▶ [Given request] Can you turn all of the material below into a JSON list of strings, one string per line, with blank lines dropped and the pictures left out?

▶ [Entries supplied]

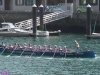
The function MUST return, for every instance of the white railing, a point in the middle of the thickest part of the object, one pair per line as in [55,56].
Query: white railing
[67,11]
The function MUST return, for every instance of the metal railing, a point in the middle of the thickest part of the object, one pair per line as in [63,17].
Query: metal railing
[67,11]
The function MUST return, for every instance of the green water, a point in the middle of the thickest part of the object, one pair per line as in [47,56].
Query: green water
[52,66]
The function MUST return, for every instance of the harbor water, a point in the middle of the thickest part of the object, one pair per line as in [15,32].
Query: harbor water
[36,65]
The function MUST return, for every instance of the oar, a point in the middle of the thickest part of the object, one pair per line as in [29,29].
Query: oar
[22,52]
[3,51]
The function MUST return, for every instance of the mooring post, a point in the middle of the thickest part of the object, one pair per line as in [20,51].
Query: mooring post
[34,15]
[41,17]
[88,27]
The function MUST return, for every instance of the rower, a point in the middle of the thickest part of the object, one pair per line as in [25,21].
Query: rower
[25,45]
[15,45]
[30,47]
[55,48]
[3,45]
[18,47]
[77,46]
[34,48]
[44,48]
[59,49]
[49,48]
[39,48]
[10,47]
[64,49]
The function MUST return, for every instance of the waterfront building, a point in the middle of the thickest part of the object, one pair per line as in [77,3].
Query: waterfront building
[25,5]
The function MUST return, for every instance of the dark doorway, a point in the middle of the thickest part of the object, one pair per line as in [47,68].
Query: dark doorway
[7,4]
[38,2]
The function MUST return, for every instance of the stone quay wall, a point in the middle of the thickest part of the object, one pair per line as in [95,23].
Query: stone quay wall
[76,24]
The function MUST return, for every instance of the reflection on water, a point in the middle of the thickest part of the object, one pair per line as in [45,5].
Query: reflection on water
[25,65]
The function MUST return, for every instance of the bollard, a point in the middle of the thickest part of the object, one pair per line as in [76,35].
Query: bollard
[41,17]
[88,26]
[34,15]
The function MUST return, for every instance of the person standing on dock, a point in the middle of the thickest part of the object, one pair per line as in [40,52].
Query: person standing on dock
[77,46]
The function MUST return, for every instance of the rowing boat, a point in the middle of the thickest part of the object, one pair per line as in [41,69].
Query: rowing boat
[84,54]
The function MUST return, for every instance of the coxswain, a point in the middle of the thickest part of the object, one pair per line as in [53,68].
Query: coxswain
[34,48]
[77,46]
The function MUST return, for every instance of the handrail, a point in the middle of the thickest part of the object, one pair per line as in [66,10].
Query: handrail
[46,18]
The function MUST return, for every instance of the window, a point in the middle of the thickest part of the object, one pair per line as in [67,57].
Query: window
[54,2]
[0,2]
[91,2]
[19,2]
[28,2]
[82,2]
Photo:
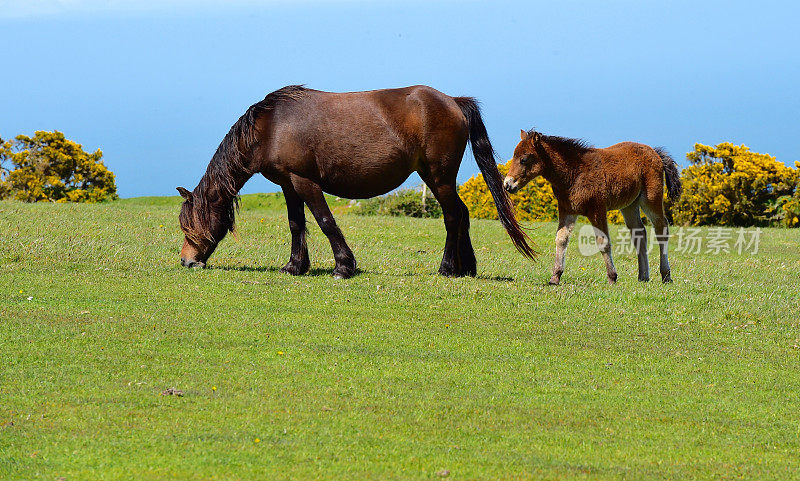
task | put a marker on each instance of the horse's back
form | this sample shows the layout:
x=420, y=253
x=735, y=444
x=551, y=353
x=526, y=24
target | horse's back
x=628, y=169
x=361, y=144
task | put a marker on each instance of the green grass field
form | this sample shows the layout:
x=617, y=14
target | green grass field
x=397, y=373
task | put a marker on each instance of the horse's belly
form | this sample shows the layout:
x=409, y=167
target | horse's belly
x=364, y=179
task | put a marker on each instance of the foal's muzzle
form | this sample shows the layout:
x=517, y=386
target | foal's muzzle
x=510, y=184
x=190, y=264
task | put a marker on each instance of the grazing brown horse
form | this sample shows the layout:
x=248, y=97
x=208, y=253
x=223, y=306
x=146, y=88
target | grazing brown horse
x=352, y=145
x=589, y=181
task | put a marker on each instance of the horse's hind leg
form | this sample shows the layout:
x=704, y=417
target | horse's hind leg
x=459, y=257
x=638, y=237
x=654, y=210
x=298, y=261
x=600, y=223
x=566, y=223
x=311, y=193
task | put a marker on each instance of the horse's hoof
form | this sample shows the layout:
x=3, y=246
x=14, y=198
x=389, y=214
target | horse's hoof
x=343, y=273
x=294, y=269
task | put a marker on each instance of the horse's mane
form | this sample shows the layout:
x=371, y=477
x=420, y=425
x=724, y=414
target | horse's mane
x=565, y=144
x=228, y=162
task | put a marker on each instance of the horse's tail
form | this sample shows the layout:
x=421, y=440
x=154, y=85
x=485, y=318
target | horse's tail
x=484, y=156
x=674, y=187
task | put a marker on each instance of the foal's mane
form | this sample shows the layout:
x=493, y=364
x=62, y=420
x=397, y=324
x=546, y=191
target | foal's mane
x=565, y=145
x=228, y=163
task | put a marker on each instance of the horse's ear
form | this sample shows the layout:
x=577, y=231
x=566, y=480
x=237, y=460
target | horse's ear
x=185, y=193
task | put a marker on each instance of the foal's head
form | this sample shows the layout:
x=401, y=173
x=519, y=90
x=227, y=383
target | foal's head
x=527, y=162
x=203, y=225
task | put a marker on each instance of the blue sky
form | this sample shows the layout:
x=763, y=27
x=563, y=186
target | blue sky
x=156, y=85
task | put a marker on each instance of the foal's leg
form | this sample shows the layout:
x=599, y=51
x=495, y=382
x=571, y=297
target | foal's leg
x=299, y=261
x=566, y=223
x=459, y=258
x=639, y=238
x=654, y=210
x=600, y=223
x=312, y=195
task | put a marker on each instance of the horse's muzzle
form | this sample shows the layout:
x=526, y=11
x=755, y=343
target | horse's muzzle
x=510, y=184
x=191, y=264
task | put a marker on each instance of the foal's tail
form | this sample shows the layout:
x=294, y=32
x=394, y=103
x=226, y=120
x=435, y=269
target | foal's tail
x=674, y=187
x=484, y=156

▶ [Response]
[
  "The function MUST return, for every instance of the white railing, a point in the middle of the thickest part of the object, one pair per line as in [55,56].",
  "Query: white railing",
  "[67,11]",
  "The function MUST return, for every instance of the metal railing, a point in the middle of the thickest part of the object, one pair per line as in [63,17].",
  "Query: metal railing",
  "[67,11]",
  "The function MUST return, for every instance of the green water, a point in the middle of the thickest part of the object, one pair per line as in [47,56].",
  "Query: green water",
  "[52,66]",
  "The function MUST return, for every instance of the harbor water, a point in the middle of the thickest part of the object, one pair per line as in [15,32].",
  "Query: harbor water",
  "[36,65]",
  "The function MUST return, for every instance of the oar, a point in the middle of the thickest part of the object, one pair per line as in [29,29].",
  "Query: oar",
  "[22,52]",
  "[3,51]",
  "The function MUST return, for every instance of the mooring post, a point in the middle of the thickest part of the object, one pair per line as in [20,51].",
  "Query: mooring post",
  "[34,15]",
  "[41,17]",
  "[88,27]",
  "The function MUST return, for every instance of the rower, a point in the middle of the thickest part of the object, one pair per line as in [25,21].",
  "Query: rower",
  "[25,45]",
  "[15,45]",
  "[30,47]",
  "[55,48]",
  "[3,45]",
  "[18,47]",
  "[77,46]",
  "[34,48]",
  "[44,48]",
  "[59,49]",
  "[49,48]",
  "[39,48]",
  "[10,47]",
  "[64,49]",
  "The function MUST return, for every instance of the waterfront building, a point in the middle of the thickest part of the object, one pair per line as in [77,3].",
  "Query: waterfront building",
  "[25,5]",
  "The function MUST return, for every instance of the dark doorway, a point in the middle of the thickest part of the object, one pair per line as in [47,68].",
  "Query: dark doorway",
  "[7,4]",
  "[38,2]",
  "The function MUST return, for every instance of the stone quay wall, a point in the middle of the thickest part of the object, one pair per line as in [95,23].",
  "Query: stone quay wall",
  "[76,24]",
  "The function MUST return, for every instance of the reflection on water, a point in the middle of the thickest part of the object, one pair per line as in [45,5].",
  "Query: reflection on water",
  "[25,65]",
  "The function MUST return, for every instance of the bollard, a point in the middle of the thickest part of the object, one pair per line as in [76,35].",
  "Query: bollard",
  "[41,17]",
  "[88,26]",
  "[34,15]",
  "The function MUST return, for every instance of the person standing on dock, a point in the middle of the thickest part of the object, one pair per line as in [40,52].",
  "Query: person standing on dock",
  "[77,46]",
  "The function MUST return, for every instance of the rowing boat, a point in the middle of the thickest part of the object, one pair per line as in [41,69].",
  "Query: rowing boat",
  "[84,54]",
  "The function MUST return, for every instance of the coxswain, a point in the middle of the thickest part of the object, one pair per line as in [53,68].",
  "Query: coxswain",
  "[34,48]",
  "[77,46]",
  "The function MUST return, for every instance of the handrail, a point in the middle of the thickest part of the object, one pair per line as in [66,10].",
  "Query: handrail",
  "[46,18]",
  "The function MUST return, for every instance of the window, a point in the middle of the thickest part of the object, one pair per line as in [67,57].",
  "Query: window",
  "[54,2]",
  "[0,2]",
  "[91,2]",
  "[19,2]",
  "[28,2]",
  "[82,2]",
  "Photo:",
  "task | put a marker on each instance of the horse's back",
  "form | this sample shows the layout:",
  "x=420, y=253",
  "x=735, y=444",
  "x=551, y=353",
  "x=526, y=24",
  "target | horse's back",
  "x=628, y=169",
  "x=361, y=144",
  "task | put a marker on each instance of the green grass field",
  "form | this sample shows the layout:",
  "x=617, y=14",
  "target | green grass field",
  "x=397, y=373",
  "task | put a marker on each instance of the horse's belly",
  "form | this sample shows the layout:",
  "x=409, y=167",
  "target | horse's belly",
  "x=364, y=179",
  "task | put a marker on each instance of the foal's muzzle",
  "form | this sample shows the layout:",
  "x=517, y=386",
  "target | foal's muzzle",
  "x=510, y=184",
  "x=190, y=264",
  "task | put a marker on each instance of the grazing brown horse",
  "form | this sample shows the layout:",
  "x=248, y=97",
  "x=208, y=253",
  "x=223, y=306",
  "x=146, y=88",
  "target | grazing brown horse",
  "x=352, y=145",
  "x=589, y=181",
  "task | put a marker on each instance of the horse's hind leg",
  "form | this sample shows the layout:",
  "x=704, y=417",
  "target | horse's hind leg",
  "x=459, y=257",
  "x=638, y=237",
  "x=654, y=210",
  "x=298, y=261",
  "x=600, y=223",
  "x=566, y=223",
  "x=311, y=193",
  "task | put a marker on each instance of the horse's hoof",
  "form | this sample shows the layout:",
  "x=3, y=246",
  "x=14, y=198",
  "x=389, y=214",
  "target | horse's hoof",
  "x=343, y=273",
  "x=294, y=269",
  "task | put a marker on each instance of the horse's mane",
  "form | this sample shows the layout:",
  "x=371, y=477",
  "x=420, y=425",
  "x=724, y=414",
  "target | horse's mane",
  "x=565, y=144",
  "x=228, y=162",
  "task | put a marker on each instance of the horse's tail",
  "form | this sample shows the layout:",
  "x=421, y=440",
  "x=154, y=85",
  "x=485, y=318",
  "target | horse's tail",
  "x=484, y=156",
  "x=674, y=187",
  "task | put a marker on each instance of the foal's mane",
  "form | this sample shows the layout:",
  "x=493, y=364",
  "x=62, y=420",
  "x=397, y=324",
  "x=546, y=191",
  "target | foal's mane",
  "x=565, y=145",
  "x=228, y=163",
  "task | put a marker on each instance of the horse's ear",
  "form | this sample shows the layout:",
  "x=577, y=231",
  "x=566, y=480",
  "x=237, y=460",
  "target | horse's ear",
  "x=185, y=193",
  "task | put a marker on each instance of the foal's head",
  "form | this sample shows the layout:",
  "x=401, y=173",
  "x=519, y=90",
  "x=227, y=383",
  "target | foal's head",
  "x=527, y=162",
  "x=203, y=225",
  "task | put a marker on each instance of the blue sky",
  "form | this sample shows the layout:",
  "x=763, y=27",
  "x=563, y=186",
  "target | blue sky",
  "x=156, y=85",
  "task | put a marker on each instance of the foal's leg",
  "form | this sample shows the layout:",
  "x=599, y=51",
  "x=495, y=382",
  "x=571, y=297",
  "target | foal's leg",
  "x=299, y=261",
  "x=566, y=223",
  "x=459, y=258",
  "x=639, y=238",
  "x=654, y=210",
  "x=600, y=223",
  "x=312, y=195",
  "task | put a marker on each instance of the horse's muzzle",
  "form | this sample shows the layout:",
  "x=526, y=11",
  "x=755, y=343",
  "target | horse's muzzle",
  "x=510, y=184",
  "x=191, y=264",
  "task | put a marker on each instance of the foal's tail",
  "form | this sample shows the layout:",
  "x=294, y=32",
  "x=394, y=103",
  "x=226, y=120",
  "x=435, y=269",
  "target | foal's tail",
  "x=674, y=187",
  "x=484, y=156"
]